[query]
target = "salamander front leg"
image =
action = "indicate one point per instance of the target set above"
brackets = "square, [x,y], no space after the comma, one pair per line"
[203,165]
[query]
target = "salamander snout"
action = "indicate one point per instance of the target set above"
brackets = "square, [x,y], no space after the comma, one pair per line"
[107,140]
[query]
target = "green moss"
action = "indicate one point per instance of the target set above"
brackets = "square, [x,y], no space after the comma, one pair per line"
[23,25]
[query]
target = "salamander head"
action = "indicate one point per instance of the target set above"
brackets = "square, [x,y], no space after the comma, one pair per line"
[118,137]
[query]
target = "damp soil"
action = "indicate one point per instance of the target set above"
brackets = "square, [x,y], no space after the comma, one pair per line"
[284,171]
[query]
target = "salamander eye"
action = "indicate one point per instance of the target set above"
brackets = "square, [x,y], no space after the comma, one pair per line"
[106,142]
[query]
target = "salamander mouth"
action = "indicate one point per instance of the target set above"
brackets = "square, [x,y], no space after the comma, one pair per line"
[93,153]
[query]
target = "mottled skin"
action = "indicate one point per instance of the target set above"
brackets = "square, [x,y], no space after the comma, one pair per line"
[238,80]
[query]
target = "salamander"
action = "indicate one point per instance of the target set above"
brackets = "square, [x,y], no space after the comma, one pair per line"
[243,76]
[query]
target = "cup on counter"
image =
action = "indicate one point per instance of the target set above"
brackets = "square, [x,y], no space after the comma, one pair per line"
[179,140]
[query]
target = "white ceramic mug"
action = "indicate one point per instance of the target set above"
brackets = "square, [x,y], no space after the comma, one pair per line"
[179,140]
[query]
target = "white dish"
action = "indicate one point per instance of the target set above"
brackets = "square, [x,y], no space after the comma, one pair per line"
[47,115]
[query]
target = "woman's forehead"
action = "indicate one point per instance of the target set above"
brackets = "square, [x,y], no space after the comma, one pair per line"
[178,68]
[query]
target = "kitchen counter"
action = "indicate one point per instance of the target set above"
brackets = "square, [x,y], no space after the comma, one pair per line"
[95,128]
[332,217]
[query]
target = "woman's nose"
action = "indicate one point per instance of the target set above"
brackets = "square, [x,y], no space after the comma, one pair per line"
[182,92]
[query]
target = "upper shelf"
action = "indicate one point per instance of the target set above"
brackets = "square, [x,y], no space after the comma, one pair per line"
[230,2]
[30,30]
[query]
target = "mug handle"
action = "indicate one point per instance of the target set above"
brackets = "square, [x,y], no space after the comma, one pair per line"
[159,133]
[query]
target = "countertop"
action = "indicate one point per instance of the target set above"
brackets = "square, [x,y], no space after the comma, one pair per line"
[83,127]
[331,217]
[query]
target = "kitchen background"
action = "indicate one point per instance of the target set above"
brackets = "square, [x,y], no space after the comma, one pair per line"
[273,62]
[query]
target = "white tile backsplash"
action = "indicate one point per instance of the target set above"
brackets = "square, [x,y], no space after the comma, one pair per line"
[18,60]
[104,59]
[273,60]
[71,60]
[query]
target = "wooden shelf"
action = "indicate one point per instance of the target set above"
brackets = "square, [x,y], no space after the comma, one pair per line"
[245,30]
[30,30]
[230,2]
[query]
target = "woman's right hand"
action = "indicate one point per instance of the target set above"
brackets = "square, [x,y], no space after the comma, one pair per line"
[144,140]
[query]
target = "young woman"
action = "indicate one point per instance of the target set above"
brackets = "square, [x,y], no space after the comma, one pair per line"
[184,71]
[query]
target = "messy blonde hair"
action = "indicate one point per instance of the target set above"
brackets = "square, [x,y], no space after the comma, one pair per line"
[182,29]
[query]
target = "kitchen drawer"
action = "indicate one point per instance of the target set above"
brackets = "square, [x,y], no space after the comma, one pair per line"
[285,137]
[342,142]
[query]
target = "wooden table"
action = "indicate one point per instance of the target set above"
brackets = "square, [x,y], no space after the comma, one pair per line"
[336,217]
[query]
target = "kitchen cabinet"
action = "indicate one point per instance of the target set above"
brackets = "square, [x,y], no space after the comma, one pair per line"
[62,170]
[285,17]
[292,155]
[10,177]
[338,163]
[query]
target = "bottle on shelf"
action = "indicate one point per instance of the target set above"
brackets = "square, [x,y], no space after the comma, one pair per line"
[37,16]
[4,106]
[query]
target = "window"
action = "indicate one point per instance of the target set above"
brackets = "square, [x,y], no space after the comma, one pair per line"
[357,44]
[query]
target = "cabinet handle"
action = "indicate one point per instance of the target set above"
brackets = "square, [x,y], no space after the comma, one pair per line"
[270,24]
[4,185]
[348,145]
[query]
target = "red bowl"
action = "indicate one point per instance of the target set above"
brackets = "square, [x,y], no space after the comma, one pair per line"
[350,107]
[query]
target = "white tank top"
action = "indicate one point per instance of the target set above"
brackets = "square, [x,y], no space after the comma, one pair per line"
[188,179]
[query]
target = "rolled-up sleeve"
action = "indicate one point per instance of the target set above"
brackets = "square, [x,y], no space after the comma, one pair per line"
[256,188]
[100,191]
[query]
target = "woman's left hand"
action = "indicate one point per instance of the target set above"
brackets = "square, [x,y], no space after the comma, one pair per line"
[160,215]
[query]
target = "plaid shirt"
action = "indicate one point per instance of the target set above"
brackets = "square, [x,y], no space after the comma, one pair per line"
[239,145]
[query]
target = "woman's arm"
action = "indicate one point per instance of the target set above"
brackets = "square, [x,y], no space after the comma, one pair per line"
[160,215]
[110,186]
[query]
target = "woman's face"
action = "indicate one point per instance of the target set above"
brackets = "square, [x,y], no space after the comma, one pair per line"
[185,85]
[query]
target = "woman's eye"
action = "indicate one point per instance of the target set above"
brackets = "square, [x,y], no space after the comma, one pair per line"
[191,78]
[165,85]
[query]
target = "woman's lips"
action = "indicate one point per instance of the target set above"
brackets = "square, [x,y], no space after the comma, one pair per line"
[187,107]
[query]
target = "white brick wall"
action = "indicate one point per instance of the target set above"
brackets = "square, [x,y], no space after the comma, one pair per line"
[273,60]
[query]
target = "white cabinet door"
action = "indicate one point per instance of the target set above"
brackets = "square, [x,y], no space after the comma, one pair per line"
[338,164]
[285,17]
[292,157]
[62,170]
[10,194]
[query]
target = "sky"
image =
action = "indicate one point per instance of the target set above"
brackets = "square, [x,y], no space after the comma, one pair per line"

=-=-=

Repeat the records above exactly.

■ **OUTPUT BELOW**:
[query]
target = "salamander front leg"
image =
action = "indicate one point per instance of the target set above"
brackets = "square, [x,y], no space after the comma, one pair per line"
[203,165]
[query]
target = "salamander snout"
action = "indicate one point per instance of the target set above"
brackets = "square, [x,y], no space after the comma, one pair per line"
[107,140]
[query]
target = "green moss"
action = "indicate one point per instance of the target set above"
brackets = "square, [x,y], no space after the comma, one pair per line"
[23,25]
[query]
target = "salamander head"
action = "indicate one point per instance of the target set above"
brackets = "square, [x,y], no space after the comma, one pair per line"
[118,137]
[query]
target = "damp soil"
action = "indicate one point per instance of the target set above"
brackets = "square, [x,y], no space after the comma, one pair per line"
[284,171]
[query]
target = "salamander eye"
action = "indicate one point per instance of the target set above"
brackets = "square, [x,y], no space after the comma, one pair per line"
[106,142]
[query]
target = "salamander mouth"
action = "indicate one point per instance of the target set above"
brackets = "square, [x,y], no space after the comma, one pair per line"
[93,153]
[query]
target = "mottled skin"
action = "indicate one point per instance of the target set above"
brackets = "square, [x,y], no space after the comma, one pair per line"
[238,80]
[query]
target = "salamander"
action = "indicate one point per instance of the target set above"
brackets = "square, [x,y], no space after the comma, one pair per line"
[243,76]
[query]
target = "cup on counter"
image =
action = "indicate one point per instance of the target set above"
brackets = "square, [x,y], no space after the comma, one pair per line"
[179,140]
[query]
target = "white ceramic mug"
action = "indicate one point per instance of the target set above"
brackets = "square, [x,y], no space after the comma, one pair per line"
[179,140]
[query]
target = "white dish"
action = "indicate one point per instance of the target set above"
brackets = "square, [x,y], no space after the comma, one pair per line"
[47,115]
[query]
target = "woman's forehead"
action = "indicate one point per instance of the target set above"
brackets = "square, [x,y], no space after the comma, one pair per line"
[178,68]
[query]
target = "kitchen counter"
action = "indicate one point per instance of the target set above"
brackets = "square, [x,y], no space after the comma, one pair per line"
[95,128]
[332,217]
[query]
target = "woman's nose"
action = "indicate one point per instance of the target set above"
brackets = "square, [x,y], no space after the comma, one pair per line"
[182,92]
[query]
target = "upper shelf"
action = "indicate one point per instance of the target set above"
brackets = "square, [x,y], no space after the comma, one pair per line"
[230,2]
[30,30]
[query]
target = "mug handle"
action = "indicate one point per instance of the target set above"
brackets = "square, [x,y], no space after the comma, one pair per line"
[159,133]
[query]
target = "countertop"
action = "indicate one point per instance of the target set above"
brackets = "square, [x,y], no space after the comma, one pair per line"
[83,127]
[331,217]
[query]
target = "kitchen background"
action = "indicate one point per instance of the target set above"
brackets = "square, [x,y], no space after the comma, one pair per line"
[273,62]
[query]
target = "white tile backsplash"
action = "indicate one point per instance of the target set above"
brackets = "square, [x,y], no space after the comma, one pair per line"
[18,60]
[104,59]
[273,60]
[71,60]
[query]
target = "wooden shelf"
action = "indicate one point per instance of the target set above"
brackets = "square, [x,y], no space after the comma, one pair per line"
[245,30]
[30,30]
[230,2]
[query]
target = "woman's right hand"
action = "indicate one point per instance of the target set above"
brackets = "square, [x,y], no space after the comma, one pair per line"
[144,140]
[query]
target = "young woman"
action = "indicate one point per instance of the target set above"
brackets = "square, [x,y], no space after the comma, one pair per line"
[184,71]
[query]
target = "messy blonde hair"
action = "indicate one point per instance of the target set above"
brackets = "square, [x,y], no space after the comma, one pair per line"
[182,29]
[query]
target = "kitchen drawer"
action = "indicate one point per instance of the target set above"
brackets = "square, [x,y], no space after the comma, one pair per line"
[285,137]
[342,142]
[query]
target = "wooden table"
action = "indicate one point per instance of the target set above"
brackets = "square, [x,y], no space after the comma, one pair per line"
[336,217]
[query]
target = "kitchen cabinet"
action = "indicate one point per instance of the target set above"
brackets = "square, [x,y], no space after the comma, one pair per line"
[62,170]
[285,17]
[292,155]
[10,177]
[338,163]
[query]
target = "bottle on shelf"
action = "indicate one point per instance of the target set above"
brackets = "square, [x,y], no space after the comma, one pair per line"
[37,16]
[4,106]
[query]
target = "window"
action = "indicate one point per instance of the target set above"
brackets = "square, [x,y], no space after the comma, one pair per line"
[357,44]
[query]
target = "cabinet handle"
action = "indicate one point per instance of the target set above"
brackets = "square, [x,y], no space after the comma, one pair per line"
[270,24]
[4,185]
[348,145]
[query]
target = "red bowl"
action = "indicate one point per instance of the target set above"
brackets = "square, [x,y], no space after the comma, one pair per line"
[350,107]
[query]
target = "white tank top"
action = "indicate one point per instance of the target set above"
brackets = "square, [x,y], no space after the comma, one pair per line"
[188,179]
[query]
target = "rolled-up sleeve"
action = "indicate one point per instance of the target set above"
brackets = "square, [x,y], no space after the comma, one pair per line"
[256,188]
[100,191]
[query]
target = "woman's left hand"
action = "indicate one point per instance of the target set above"
brackets = "square, [x,y], no space after the comma, one pair per line"
[160,215]
[query]
target = "plaid shirt"
action = "indicate one point per instance of the target set above"
brackets = "square, [x,y], no space after the comma, one pair per line"
[239,145]
[query]
target = "woman's arm"
action = "indicate one point per instance of the target set above"
brackets = "square, [x,y], no space after the comma, one pair per line"
[160,215]
[110,186]
[query]
target = "woman's face"
action = "indicate one point per instance of the target set above"
brackets = "square, [x,y], no space after the comma, one pair per line"
[185,85]
[query]
target = "woman's eye"
action = "indicate one point per instance of the target set above"
brackets = "square, [x,y], no space after the comma, one pair per line"
[191,78]
[165,85]
[query]
target = "woman's lips"
action = "indicate one point per instance of the target set above"
brackets = "square, [x,y], no space after the comma, one pair per line"
[187,107]
[query]
target = "white brick wall"
action = "indicate one point per instance of the target set above"
brackets = "square, [x,y], no space after the comma, one pair per line"
[273,60]
[query]
target = "white cabinet door"
action = "indicate one point per instance of the target set above"
brackets = "square, [x,y], no space after the comma, one pair per line"
[338,164]
[285,17]
[292,157]
[62,170]
[10,194]
[query]
target = "sky"
image =
action = "indicate one point per instance of the target set above"
brackets = "square, [x,y], no space after the comma, one pair per line"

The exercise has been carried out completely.